Who Should Foot the Plastic Pollution Bill?

Photo: Krizjohn Rosales/Pexels.

The recent announcement by Amazon India to phase out single-use plastics packaging under its extended producer responsibility (EPR) is a much-delayed but nevertheless welcome proposition. It sets a precedent for the e-commerce sector as well as for the FMCG, electronics and other sectors that use plastics for packaging.

Of the glut of life-altering ecological issues facing the planet, plastic pollution is perhaps the most enduring. It represents a complex problem with intercalated issues of economic interests, consumer behaviour, governance and policymaking. While simultaneous interventions are essential across the board, certain areas are crucial for achieving lasting change.

Specifically, corporate behaviour is key when it comes to the plastic crisis, and in this context, the concept of EPR has proven to be a strategic tool for policymakers across the world when articulating the fact that manufacturers are ultimately responsible for their products throughout their lifetime. Effective EPR legislations have ensured that manufacturers remain connected to the eventual fate of the objects they make, and ensure that they internalise the full costs of materials over their lifecycle. The ultimate aim of EPR is to help companies design products or delivery systems that result in zero waste.

The concept was first introduced in Europe in the early 1980s, and has only been gaining traction. Since then, its primary resistance has arisen from the plastics industry, and from brand owners used to externalising such costs to society. Plastics were introduced to India in 1957 with the production of polystyrene. Manufacturers have since pushed the burden of waste management onto tax payers. This wasn’t much of a problem until our plastic consumption spiked in the 21st century and the amount of inorganic waste began to pile up.

→ Supplied records
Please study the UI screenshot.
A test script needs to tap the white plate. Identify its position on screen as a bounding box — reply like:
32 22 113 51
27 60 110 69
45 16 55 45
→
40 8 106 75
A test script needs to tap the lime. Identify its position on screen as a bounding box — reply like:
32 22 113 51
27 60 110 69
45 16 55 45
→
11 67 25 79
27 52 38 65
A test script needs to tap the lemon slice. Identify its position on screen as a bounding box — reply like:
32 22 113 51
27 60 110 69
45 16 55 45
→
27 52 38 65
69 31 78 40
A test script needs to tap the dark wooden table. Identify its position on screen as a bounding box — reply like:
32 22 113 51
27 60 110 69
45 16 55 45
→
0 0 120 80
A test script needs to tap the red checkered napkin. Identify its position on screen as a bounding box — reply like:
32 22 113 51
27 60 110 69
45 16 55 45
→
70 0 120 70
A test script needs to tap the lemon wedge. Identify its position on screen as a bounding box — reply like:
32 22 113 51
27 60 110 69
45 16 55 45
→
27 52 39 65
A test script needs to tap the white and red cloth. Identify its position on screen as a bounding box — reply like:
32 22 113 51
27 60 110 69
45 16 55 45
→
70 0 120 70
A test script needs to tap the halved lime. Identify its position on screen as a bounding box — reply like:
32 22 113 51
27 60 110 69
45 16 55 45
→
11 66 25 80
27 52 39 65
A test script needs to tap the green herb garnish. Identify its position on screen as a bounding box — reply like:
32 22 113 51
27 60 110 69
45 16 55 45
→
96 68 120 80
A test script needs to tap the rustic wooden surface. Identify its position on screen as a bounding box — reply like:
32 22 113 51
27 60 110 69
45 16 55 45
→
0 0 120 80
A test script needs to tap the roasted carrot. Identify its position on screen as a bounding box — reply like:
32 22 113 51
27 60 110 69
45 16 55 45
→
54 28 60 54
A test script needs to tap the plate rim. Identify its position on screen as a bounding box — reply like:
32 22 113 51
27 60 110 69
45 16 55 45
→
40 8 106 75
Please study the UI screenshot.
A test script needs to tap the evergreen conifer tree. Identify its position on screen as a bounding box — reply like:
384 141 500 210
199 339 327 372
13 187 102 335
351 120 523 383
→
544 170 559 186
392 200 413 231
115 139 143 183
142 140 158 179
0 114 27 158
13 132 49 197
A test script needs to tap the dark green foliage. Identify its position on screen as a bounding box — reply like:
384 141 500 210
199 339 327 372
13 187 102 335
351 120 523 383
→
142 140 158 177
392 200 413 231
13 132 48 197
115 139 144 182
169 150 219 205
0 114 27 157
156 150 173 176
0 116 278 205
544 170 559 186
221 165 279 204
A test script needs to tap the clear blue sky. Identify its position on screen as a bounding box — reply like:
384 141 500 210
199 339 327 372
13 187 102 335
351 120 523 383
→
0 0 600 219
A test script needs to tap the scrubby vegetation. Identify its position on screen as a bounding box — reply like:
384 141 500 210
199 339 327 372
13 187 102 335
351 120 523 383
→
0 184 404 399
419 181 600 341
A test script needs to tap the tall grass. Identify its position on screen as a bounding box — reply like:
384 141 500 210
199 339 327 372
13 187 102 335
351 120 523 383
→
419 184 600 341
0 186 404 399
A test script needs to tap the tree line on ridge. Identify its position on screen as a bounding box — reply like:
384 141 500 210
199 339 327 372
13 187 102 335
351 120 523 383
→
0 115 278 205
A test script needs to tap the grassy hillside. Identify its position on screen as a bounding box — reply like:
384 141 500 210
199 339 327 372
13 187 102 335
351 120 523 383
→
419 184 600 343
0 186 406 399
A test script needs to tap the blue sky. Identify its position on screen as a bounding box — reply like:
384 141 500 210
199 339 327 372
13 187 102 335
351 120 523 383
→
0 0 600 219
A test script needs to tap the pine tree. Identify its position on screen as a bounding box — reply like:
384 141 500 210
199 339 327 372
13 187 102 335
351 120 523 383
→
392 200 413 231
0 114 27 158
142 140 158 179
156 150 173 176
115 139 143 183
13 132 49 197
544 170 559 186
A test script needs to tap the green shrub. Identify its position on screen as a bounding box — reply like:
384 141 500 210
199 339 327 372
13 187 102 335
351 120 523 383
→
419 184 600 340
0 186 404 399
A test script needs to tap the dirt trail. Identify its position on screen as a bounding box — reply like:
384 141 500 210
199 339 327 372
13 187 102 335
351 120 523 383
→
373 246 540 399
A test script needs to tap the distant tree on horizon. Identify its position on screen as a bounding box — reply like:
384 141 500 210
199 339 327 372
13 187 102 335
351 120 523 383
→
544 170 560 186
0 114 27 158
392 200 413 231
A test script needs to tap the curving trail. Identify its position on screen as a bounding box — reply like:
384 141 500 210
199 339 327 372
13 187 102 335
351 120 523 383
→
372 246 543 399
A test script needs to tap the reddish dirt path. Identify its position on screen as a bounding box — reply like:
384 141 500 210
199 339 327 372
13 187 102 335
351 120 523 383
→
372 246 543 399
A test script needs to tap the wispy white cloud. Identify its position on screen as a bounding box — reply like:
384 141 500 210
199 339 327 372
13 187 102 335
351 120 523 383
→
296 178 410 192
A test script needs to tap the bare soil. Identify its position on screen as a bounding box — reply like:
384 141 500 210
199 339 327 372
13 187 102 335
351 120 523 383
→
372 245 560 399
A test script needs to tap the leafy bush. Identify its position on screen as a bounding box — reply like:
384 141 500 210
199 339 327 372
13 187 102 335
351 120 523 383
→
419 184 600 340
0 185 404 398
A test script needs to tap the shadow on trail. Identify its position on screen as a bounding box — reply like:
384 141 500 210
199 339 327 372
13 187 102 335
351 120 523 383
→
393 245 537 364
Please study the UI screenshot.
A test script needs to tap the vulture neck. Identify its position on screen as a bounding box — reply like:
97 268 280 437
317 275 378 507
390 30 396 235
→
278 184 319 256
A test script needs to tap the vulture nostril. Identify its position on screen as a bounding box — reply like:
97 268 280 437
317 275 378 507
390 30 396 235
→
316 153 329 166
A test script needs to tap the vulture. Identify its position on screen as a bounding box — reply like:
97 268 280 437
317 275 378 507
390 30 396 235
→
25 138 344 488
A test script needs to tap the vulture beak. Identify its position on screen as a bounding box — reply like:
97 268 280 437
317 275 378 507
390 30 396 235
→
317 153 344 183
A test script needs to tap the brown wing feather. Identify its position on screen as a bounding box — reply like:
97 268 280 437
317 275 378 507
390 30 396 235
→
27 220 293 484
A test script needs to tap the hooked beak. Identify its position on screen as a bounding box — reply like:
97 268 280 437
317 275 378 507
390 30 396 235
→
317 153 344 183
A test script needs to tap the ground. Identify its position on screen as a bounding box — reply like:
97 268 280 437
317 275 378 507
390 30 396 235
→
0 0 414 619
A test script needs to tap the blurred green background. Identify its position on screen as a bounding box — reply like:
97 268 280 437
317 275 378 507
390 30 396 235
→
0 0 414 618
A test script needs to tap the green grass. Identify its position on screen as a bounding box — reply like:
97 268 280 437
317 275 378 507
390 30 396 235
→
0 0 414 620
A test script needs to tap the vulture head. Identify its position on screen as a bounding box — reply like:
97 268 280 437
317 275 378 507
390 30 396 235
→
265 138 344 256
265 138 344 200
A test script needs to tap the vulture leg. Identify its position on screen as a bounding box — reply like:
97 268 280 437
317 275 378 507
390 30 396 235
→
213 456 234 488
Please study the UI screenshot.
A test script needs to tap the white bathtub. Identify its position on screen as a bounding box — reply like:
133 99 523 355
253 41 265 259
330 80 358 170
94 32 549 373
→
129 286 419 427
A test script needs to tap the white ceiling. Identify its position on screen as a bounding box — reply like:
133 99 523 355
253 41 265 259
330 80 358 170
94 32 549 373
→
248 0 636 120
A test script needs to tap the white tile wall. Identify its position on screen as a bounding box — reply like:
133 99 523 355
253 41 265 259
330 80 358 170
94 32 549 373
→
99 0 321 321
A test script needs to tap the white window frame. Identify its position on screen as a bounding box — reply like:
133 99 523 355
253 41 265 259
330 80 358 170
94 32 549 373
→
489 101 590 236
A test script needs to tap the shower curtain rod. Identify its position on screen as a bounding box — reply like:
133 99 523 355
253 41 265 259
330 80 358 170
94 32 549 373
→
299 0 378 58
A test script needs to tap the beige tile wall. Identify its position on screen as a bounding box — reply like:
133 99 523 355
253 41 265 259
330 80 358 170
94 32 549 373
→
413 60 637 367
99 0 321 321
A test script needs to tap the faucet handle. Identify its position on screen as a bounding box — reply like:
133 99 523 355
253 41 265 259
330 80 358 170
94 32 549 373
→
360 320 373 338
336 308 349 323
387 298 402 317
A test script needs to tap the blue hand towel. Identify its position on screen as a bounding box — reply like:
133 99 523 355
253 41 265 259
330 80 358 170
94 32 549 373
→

→ Written tasks
1 - According to the plastic pollution article, why did shifting waste management costs onto taxpayers become a problem only in the 21st century? Answer in one to three sentences.
2 - Pick up the plastic pollution article after its final paragraph and write what comes next.
The entries have no connection to the plastic pollution article.

→ Answers by task
1 - Plastic consumption spiked in the 21st century, and the amount of inorganic waste began to pile up.

2 -
According to a submission by the Centre in parliament, India’s 60 major cities generate around 25,940 tonnes of plastic a day. Of this, some 60% is recycled, mainly by the informal sector, while the rest – averaging 9,400 tonnes – ends up in the environment. Experts believe these figures are highly conservative. Plast India Foundation, a leading plastic industry body, has estimated that India consumed 16.5 million tonnes of plastic in 2017-18; 43% – or 7 million tonnes – was as single-use and packaging plastics with no recycling value.

Regardless of the amount of plastic waste generated, the burden of cleaning up the mess invariably falls on the city and town administrations. Local bodies are spending more and more of their administrative budget on waste management, often at the cost of essential services like education, healthcare and housing. In addition, according to one estimate, such bodies and municipalities spend Rs 113 to Rs 269 per tonne on average to “manage” just 60% of the waste generated every year. Apart from increasing the burden on waste management services, the exponential increase in the quantity and variety of plastics has complicated waste collection systems as well.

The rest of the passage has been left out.